→ Work instructions:
Report every line of the records that includes the word "face".

→ Given records:
++++++++
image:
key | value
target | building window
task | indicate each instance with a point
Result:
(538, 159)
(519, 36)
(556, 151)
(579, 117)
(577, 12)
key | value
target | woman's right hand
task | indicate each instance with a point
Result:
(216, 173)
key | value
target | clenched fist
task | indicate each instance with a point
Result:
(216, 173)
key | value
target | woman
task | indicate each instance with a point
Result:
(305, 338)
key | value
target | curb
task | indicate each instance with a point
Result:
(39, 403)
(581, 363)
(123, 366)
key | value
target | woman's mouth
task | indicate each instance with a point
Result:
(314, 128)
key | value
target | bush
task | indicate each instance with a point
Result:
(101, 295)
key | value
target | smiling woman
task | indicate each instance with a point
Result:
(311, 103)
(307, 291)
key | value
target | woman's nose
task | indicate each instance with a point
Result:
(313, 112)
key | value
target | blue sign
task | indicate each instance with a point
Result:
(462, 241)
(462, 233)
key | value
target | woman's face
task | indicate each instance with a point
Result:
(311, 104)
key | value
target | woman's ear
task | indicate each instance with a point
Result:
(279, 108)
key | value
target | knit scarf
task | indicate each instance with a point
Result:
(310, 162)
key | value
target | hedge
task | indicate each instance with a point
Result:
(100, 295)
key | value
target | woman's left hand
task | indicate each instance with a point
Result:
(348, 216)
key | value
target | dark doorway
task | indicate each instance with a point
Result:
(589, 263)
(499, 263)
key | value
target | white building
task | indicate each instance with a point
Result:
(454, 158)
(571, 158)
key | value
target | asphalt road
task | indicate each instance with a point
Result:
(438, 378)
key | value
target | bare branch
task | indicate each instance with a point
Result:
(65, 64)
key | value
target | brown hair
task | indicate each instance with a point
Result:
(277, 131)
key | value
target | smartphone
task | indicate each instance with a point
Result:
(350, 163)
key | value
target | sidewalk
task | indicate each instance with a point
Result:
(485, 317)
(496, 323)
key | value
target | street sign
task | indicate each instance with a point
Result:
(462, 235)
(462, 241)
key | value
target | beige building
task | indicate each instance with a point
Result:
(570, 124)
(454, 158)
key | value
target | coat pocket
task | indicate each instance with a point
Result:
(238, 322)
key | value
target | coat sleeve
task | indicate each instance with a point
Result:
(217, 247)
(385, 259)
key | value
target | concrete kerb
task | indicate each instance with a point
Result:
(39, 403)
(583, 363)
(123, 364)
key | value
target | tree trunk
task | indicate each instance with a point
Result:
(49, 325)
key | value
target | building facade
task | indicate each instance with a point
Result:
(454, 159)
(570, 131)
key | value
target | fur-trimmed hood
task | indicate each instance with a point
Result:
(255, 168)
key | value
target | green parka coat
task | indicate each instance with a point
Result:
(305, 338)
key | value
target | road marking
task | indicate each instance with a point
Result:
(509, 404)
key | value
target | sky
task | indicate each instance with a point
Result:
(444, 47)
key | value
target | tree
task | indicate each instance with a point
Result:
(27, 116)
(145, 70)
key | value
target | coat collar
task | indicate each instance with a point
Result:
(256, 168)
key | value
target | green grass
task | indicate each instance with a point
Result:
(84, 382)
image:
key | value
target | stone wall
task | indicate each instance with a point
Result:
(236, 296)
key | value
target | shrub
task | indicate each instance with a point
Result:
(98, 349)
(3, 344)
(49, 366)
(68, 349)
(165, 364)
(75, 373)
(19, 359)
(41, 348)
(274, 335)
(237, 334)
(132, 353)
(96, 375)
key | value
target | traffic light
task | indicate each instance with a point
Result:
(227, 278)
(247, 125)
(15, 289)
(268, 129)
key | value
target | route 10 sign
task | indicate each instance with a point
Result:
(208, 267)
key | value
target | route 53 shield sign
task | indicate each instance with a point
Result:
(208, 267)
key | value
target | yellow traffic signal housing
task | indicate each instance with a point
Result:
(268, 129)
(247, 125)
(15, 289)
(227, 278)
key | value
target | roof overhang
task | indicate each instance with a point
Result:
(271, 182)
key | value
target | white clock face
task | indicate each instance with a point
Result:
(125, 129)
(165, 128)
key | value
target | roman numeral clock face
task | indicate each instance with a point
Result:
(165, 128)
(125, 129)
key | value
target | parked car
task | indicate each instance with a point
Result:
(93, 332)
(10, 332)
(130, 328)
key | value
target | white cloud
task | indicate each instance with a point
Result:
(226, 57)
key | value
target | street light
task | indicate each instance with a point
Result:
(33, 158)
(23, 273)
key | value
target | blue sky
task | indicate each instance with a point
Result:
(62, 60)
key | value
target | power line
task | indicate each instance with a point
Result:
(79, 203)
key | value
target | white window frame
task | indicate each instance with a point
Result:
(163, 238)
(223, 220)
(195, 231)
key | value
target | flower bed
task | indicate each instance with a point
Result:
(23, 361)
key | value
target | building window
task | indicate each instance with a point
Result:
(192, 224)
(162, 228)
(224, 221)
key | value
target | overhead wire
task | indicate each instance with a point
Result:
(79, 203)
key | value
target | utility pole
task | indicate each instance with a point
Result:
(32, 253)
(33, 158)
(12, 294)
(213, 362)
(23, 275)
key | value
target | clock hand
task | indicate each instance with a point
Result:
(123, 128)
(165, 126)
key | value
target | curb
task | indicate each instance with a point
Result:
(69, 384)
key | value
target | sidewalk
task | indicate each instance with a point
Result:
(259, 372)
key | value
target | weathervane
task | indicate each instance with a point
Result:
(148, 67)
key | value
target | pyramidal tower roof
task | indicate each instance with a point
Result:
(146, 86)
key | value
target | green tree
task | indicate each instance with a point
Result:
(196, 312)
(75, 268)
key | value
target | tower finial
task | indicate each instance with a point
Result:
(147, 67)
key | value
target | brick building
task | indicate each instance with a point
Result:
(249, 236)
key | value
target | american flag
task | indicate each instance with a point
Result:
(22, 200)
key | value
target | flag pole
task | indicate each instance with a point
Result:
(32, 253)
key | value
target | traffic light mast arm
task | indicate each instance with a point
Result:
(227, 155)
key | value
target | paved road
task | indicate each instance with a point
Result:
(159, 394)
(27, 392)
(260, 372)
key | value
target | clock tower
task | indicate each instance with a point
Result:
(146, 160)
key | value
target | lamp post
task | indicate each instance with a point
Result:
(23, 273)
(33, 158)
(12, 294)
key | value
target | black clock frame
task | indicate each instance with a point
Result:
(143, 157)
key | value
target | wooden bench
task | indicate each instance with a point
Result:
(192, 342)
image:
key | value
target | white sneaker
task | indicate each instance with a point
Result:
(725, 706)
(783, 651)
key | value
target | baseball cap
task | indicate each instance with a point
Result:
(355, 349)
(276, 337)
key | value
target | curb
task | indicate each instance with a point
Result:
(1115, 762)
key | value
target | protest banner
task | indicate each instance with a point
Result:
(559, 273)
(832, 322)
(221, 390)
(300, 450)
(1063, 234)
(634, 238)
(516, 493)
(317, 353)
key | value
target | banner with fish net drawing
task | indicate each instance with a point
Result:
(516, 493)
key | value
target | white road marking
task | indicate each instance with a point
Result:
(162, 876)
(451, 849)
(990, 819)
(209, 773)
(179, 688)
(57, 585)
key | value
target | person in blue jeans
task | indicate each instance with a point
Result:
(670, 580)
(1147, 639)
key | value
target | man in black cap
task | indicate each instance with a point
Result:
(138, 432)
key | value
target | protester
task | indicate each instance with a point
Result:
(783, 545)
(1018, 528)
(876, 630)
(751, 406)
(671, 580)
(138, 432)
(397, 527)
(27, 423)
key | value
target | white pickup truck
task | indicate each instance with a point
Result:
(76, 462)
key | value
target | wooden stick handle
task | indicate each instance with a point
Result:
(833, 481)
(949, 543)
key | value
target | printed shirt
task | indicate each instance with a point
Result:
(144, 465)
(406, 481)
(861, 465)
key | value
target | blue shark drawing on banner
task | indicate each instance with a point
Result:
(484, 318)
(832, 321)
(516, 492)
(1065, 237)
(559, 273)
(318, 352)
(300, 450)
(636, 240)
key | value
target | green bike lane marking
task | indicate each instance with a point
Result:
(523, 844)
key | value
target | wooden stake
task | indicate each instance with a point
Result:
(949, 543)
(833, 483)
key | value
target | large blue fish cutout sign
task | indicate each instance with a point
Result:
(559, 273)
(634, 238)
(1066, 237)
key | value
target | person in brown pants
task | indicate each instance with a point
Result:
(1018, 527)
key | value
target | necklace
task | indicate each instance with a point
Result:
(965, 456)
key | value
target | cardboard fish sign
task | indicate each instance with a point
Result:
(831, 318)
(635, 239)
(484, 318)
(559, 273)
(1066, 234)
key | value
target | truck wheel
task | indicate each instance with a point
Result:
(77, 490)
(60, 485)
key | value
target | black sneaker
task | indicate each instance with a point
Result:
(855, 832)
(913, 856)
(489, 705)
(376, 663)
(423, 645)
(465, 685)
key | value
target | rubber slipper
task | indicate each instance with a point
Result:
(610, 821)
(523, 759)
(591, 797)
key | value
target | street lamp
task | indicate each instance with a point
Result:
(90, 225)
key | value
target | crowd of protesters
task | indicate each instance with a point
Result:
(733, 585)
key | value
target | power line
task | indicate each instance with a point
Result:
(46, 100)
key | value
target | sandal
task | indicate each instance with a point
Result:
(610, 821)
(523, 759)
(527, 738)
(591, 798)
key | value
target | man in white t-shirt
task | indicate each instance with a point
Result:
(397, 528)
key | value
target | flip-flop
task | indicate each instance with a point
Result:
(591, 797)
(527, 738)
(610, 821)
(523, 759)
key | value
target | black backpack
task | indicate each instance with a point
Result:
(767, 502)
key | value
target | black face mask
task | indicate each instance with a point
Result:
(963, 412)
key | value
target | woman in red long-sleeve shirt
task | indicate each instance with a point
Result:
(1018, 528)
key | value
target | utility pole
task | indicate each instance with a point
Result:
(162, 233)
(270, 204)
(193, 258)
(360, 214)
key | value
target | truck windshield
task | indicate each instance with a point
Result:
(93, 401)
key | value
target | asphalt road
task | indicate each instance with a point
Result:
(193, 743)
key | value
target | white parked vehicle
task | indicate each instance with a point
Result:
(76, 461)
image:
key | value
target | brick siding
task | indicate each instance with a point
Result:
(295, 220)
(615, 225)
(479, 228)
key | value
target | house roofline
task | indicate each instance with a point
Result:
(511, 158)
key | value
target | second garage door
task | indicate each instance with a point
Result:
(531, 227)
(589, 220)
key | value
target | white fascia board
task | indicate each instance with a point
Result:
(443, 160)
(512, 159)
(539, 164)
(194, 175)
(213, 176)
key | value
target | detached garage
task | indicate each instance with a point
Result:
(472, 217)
++++++++
→ Answer to this problem:
target | woman's face
target | white clock face
target | roman numeral clock face
target | black face mask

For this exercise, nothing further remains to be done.